» Task to complete: Output every entry exactly as written, skipping any pictures.

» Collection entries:
= = = = = = =
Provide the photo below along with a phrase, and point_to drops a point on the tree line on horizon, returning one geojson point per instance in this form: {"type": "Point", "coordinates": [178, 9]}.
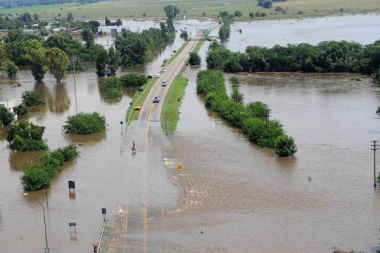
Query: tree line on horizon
{"type": "Point", "coordinates": [325, 57]}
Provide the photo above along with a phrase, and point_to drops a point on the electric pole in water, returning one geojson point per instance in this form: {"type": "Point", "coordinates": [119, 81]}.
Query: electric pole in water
{"type": "Point", "coordinates": [374, 148]}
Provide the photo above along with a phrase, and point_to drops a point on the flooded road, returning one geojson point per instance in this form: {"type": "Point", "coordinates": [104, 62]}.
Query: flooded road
{"type": "Point", "coordinates": [230, 196]}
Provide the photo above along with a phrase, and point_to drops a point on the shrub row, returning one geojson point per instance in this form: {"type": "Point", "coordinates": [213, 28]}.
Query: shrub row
{"type": "Point", "coordinates": [85, 123]}
{"type": "Point", "coordinates": [38, 176]}
{"type": "Point", "coordinates": [251, 118]}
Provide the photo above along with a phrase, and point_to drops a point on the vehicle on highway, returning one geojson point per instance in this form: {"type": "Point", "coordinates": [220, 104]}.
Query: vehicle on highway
{"type": "Point", "coordinates": [156, 99]}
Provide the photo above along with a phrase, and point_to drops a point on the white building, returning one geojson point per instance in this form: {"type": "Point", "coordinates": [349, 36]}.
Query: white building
{"type": "Point", "coordinates": [112, 30]}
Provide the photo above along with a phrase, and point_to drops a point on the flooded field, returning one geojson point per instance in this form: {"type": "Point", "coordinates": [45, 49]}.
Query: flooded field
{"type": "Point", "coordinates": [230, 196]}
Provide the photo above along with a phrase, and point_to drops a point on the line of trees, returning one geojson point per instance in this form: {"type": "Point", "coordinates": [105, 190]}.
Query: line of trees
{"type": "Point", "coordinates": [325, 57]}
{"type": "Point", "coordinates": [252, 119]}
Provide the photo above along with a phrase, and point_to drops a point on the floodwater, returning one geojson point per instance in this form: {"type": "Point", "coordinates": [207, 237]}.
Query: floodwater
{"type": "Point", "coordinates": [230, 196]}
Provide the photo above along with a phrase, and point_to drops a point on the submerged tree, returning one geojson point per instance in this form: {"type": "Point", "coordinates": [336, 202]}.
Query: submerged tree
{"type": "Point", "coordinates": [37, 60]}
{"type": "Point", "coordinates": [285, 146]}
{"type": "Point", "coordinates": [194, 59]}
{"type": "Point", "coordinates": [85, 123]}
{"type": "Point", "coordinates": [6, 117]}
{"type": "Point", "coordinates": [26, 137]}
{"type": "Point", "coordinates": [58, 63]}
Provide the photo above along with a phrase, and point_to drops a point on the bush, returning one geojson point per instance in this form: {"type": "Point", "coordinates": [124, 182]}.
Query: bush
{"type": "Point", "coordinates": [194, 59]}
{"type": "Point", "coordinates": [258, 109]}
{"type": "Point", "coordinates": [31, 98]}
{"type": "Point", "coordinates": [20, 109]}
{"type": "Point", "coordinates": [285, 146]}
{"type": "Point", "coordinates": [133, 80]}
{"type": "Point", "coordinates": [38, 176]}
{"type": "Point", "coordinates": [26, 137]}
{"type": "Point", "coordinates": [85, 123]}
{"type": "Point", "coordinates": [6, 117]}
{"type": "Point", "coordinates": [112, 88]}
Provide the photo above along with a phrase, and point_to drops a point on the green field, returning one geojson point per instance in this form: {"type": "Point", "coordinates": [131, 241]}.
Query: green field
{"type": "Point", "coordinates": [149, 9]}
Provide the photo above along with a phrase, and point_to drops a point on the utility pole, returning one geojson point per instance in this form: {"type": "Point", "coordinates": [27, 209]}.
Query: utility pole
{"type": "Point", "coordinates": [46, 242]}
{"type": "Point", "coordinates": [374, 148]}
{"type": "Point", "coordinates": [267, 118]}
{"type": "Point", "coordinates": [75, 87]}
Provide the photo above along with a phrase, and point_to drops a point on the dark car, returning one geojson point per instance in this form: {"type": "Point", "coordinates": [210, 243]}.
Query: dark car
{"type": "Point", "coordinates": [156, 100]}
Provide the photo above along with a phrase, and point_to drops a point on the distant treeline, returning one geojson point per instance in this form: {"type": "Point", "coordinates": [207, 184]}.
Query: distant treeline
{"type": "Point", "coordinates": [17, 3]}
{"type": "Point", "coordinates": [325, 57]}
= = = = = = =
» Expected answer:
Provide the photo below along with a phrase, and point_to drops a point on the tree line on horizon, returning one geojson point per instance in this form: {"type": "Point", "coordinates": [178, 9]}.
Query: tree line on horizon
{"type": "Point", "coordinates": [325, 57]}
Provide the photo above along with a phrase, and point_to drops a point on the electric pole in water, returning one geojson point per instance in this form: {"type": "Point", "coordinates": [119, 81]}.
Query: electric pole in water
{"type": "Point", "coordinates": [374, 148]}
Provide the photo above along with a phrase, and point_to drops a point on the flooded road, returning one geojson point per instance in this form: {"type": "Point", "coordinates": [104, 62]}.
Query: flooded road
{"type": "Point", "coordinates": [230, 196]}
Provide the photo above along with a phrase, and point_to drops a point on the shrub row, returning one geojson point per instance in this form: {"type": "Point", "coordinates": [213, 28]}.
Query: shrub row
{"type": "Point", "coordinates": [85, 123]}
{"type": "Point", "coordinates": [38, 176]}
{"type": "Point", "coordinates": [251, 118]}
Provide the photo above along with a phrase, and point_to drops a point on the vehicle on highway, returning one geojson point per instance in this form: {"type": "Point", "coordinates": [220, 104]}.
Query: vehicle on highway
{"type": "Point", "coordinates": [156, 99]}
Provide the photo above along with a phrase, and point_to drops a point on the white building, returning one geojson point per instance in this form: {"type": "Point", "coordinates": [349, 36]}.
Query: white building
{"type": "Point", "coordinates": [112, 30]}
Provide the photo above along with a phrase, and point_to drops a point on the flooded field, returning one geojson point per instance in this form: {"type": "Point", "coordinates": [45, 49]}.
Query: flooded field
{"type": "Point", "coordinates": [230, 196]}
Provide the photo above along with a phrase, and point_to drops a point on the line of trees, returning one geojson point per instance in this form: {"type": "Point", "coordinates": [105, 190]}.
Query: line of trees
{"type": "Point", "coordinates": [325, 57]}
{"type": "Point", "coordinates": [252, 119]}
Provide the photo above along with a phrase, and point_to drops a point on the floodwater, returning one geojson point per instance in this form: {"type": "Point", "coordinates": [207, 237]}.
Query: floodwater
{"type": "Point", "coordinates": [230, 196]}
Provide the photo above along with a phrase, and point_to drops a point on the submerged tree, returning one geojson point per instance in this form: {"type": "Point", "coordinates": [336, 202]}.
Query: submerged tree
{"type": "Point", "coordinates": [37, 60]}
{"type": "Point", "coordinates": [285, 146]}
{"type": "Point", "coordinates": [194, 59]}
{"type": "Point", "coordinates": [85, 123]}
{"type": "Point", "coordinates": [6, 117]}
{"type": "Point", "coordinates": [26, 137]}
{"type": "Point", "coordinates": [58, 63]}
Provide the photo above along with a phrase, and point_to drops a point on the bush, returning one geojson point per instance in this form: {"type": "Point", "coordinates": [124, 182]}.
Query: bush
{"type": "Point", "coordinates": [194, 59]}
{"type": "Point", "coordinates": [258, 109]}
{"type": "Point", "coordinates": [31, 98]}
{"type": "Point", "coordinates": [20, 109]}
{"type": "Point", "coordinates": [285, 146]}
{"type": "Point", "coordinates": [133, 80]}
{"type": "Point", "coordinates": [38, 176]}
{"type": "Point", "coordinates": [26, 137]}
{"type": "Point", "coordinates": [85, 123]}
{"type": "Point", "coordinates": [6, 117]}
{"type": "Point", "coordinates": [112, 88]}
Provide the photo above along with a phrase, and point_to drops a point on the green field, returning one geojson point per instance in this form: {"type": "Point", "coordinates": [131, 241]}.
Query: green field
{"type": "Point", "coordinates": [149, 9]}
Provide the photo above along with a phrase, and point_to drops a point on the utility pole, returning one geojson point per instance in this form: {"type": "Point", "coordinates": [27, 209]}.
Query: utility pole
{"type": "Point", "coordinates": [46, 242]}
{"type": "Point", "coordinates": [374, 148]}
{"type": "Point", "coordinates": [267, 118]}
{"type": "Point", "coordinates": [75, 87]}
Provide the photo above along with a phrase, and point_to drops a point on the dark car, returning one geojson point per instance in this form: {"type": "Point", "coordinates": [210, 243]}.
Query: dark car
{"type": "Point", "coordinates": [156, 100]}
Provide the photo above along with a phrase, and point_to drops a point on the distant treeline, returning one geojson point per instance in this form: {"type": "Point", "coordinates": [207, 184]}.
Query: distant treeline
{"type": "Point", "coordinates": [17, 3]}
{"type": "Point", "coordinates": [325, 57]}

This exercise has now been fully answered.